## Records:
>> start

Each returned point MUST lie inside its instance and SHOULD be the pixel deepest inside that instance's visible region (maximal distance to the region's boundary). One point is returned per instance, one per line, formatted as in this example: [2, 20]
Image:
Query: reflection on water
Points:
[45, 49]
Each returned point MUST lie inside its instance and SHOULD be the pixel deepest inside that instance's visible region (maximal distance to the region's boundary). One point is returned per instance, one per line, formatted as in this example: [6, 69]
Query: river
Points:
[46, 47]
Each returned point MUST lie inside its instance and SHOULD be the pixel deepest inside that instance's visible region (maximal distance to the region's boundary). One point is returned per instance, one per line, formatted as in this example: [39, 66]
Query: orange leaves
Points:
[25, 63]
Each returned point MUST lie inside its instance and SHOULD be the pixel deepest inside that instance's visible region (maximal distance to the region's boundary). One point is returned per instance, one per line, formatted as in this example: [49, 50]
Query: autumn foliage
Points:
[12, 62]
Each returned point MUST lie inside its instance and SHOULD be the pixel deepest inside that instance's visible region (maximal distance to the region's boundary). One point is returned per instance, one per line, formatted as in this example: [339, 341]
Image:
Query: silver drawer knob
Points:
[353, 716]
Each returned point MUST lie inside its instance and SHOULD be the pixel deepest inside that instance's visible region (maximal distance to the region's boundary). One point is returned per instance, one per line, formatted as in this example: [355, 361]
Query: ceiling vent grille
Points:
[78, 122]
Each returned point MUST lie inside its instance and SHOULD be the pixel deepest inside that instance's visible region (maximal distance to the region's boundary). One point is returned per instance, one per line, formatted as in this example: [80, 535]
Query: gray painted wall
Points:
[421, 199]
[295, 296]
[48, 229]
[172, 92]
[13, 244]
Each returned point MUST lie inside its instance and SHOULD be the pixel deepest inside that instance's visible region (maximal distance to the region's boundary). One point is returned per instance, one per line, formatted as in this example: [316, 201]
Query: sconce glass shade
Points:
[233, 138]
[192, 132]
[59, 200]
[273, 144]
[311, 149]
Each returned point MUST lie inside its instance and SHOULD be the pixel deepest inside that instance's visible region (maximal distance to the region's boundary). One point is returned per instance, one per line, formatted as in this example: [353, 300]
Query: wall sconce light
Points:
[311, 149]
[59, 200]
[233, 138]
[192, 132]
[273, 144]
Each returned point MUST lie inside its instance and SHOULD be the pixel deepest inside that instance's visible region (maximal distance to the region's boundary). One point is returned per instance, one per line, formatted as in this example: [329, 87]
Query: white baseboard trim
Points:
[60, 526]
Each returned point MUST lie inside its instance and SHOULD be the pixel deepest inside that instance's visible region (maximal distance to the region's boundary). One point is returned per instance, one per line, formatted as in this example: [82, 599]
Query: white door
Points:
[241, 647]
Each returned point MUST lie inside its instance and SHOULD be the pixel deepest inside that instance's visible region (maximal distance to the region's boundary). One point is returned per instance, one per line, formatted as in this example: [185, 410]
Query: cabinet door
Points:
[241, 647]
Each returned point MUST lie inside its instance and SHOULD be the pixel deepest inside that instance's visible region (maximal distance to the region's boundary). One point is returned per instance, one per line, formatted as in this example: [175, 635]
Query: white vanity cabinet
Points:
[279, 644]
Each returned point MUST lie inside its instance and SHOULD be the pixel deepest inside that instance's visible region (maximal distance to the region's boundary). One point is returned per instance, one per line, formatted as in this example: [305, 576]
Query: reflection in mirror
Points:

>> end

## Exercise objective:
Transcribe the material exactly as it reads.

## Solution to this problem:
Each returned point MUST lie inside its instance and SHOULD be the pixel deepest inside that instance's visible region (maximal distance to the region's boundary). One point is returned per instance, one per line, formatted as in this example: [2, 20]
Image:
Query: reflection on water
Points:
[45, 49]
Each returned point MUST lie inside its instance and SHOULD be the pixel deepest inside that instance's visible region (maximal distance to the region's boundary). One point is returned per instance, one per line, formatted as in this example: [6, 69]
Query: river
Points:
[46, 47]
Each returned point MUST lie inside its instance and SHOULD be the pixel deepest inside that instance's visible region (maximal distance to the region's boundary). One point is returned per instance, one per line, formatted as in this example: [39, 66]
Query: orange leaves
Points:
[25, 63]
Each returned point MUST lie inside its instance and SHOULD be the pixel deepest inside that instance's visible region (maximal distance to the region's boundary). One point is returned per instance, one per line, formatted as in this example: [49, 50]
Query: autumn foliage
Points:
[12, 62]
Each returned point MUST lie inside its instance and SHOULD be the pixel deepest inside that instance's visible region (maximal distance to the region's boundary). One point is returned per instance, one per line, formatted as in this example: [339, 341]
Image:
Query: silver drawer knob
Points:
[353, 716]
Each returned point MUST lie inside its instance and SHOULD be the pixel deepest inside that instance's visible region (maximal distance to the region's boundary). One point is returned per instance, one per line, formatted as in this example: [355, 361]
Query: ceiling vent grille
Points:
[78, 122]
Each returned point MUST lie inside its instance and SHOULD be the pixel deepest inside that instance's visible region (maximal distance to the region's boundary). One point is returned per instance, one per line, formatted as in this example: [80, 535]
Query: gray painted wall
Points:
[421, 199]
[295, 296]
[48, 229]
[172, 92]
[13, 244]
Each returned point MUST lie inside its instance and SHOULD be the pixel deepest inside that instance's visible region (maximal distance to the region's boundary). One point is returned per instance, one per line, formatted as in this example: [316, 201]
Query: sconce glass shade
Points:
[233, 138]
[192, 132]
[59, 200]
[273, 144]
[311, 149]
Each returned point MUST lie inside its instance and SHOULD be the pixel deepest inside that instance's visible region (maximal distance to the region's boundary). One point is returned per instance, one per line, formatted as in this example: [353, 300]
Query: wall sconce light
Points:
[311, 149]
[59, 200]
[233, 138]
[192, 132]
[273, 144]
Each returned point MUST lie inside its instance and SHOULD be the pixel deepest inside that instance's visible region (maximal distance to the region's boundary). One point is returned per instance, one per line, formatted as in this example: [329, 87]
Query: white baseboard trim
Points:
[60, 526]
Each returned point MUST lie inside its instance and SHOULD be the pixel deepest inside that instance's visible region (maximal distance to the region's boundary). One point is returned per instance, one per line, formatted as in this example: [82, 599]
Query: white door
Points:
[241, 647]
Each returned point MUST lie inside its instance and SHOULD be the pixel deepest inside that instance's visible region (maximal distance to the region's boundary). One point is returned per instance, one per line, formatted as in this example: [185, 410]
Query: cabinet door
Points:
[241, 647]
Each returned point MUST lie inside its instance and SHOULD be the pixel deepest inside that instance's visible region (maximal distance to the region's boundary). One point is returned per instance, one per line, formatted as in this example: [175, 635]
Query: white vanity cabinet
Points:
[279, 644]
Each returned point MUST lie inside its instance and SHOULD be the pixel deepest inside that instance's visible region (maximal distance to the region's boundary). One point is returned per instance, one per line, formatted as in this example: [305, 576]
Query: reflection in mirror
Points:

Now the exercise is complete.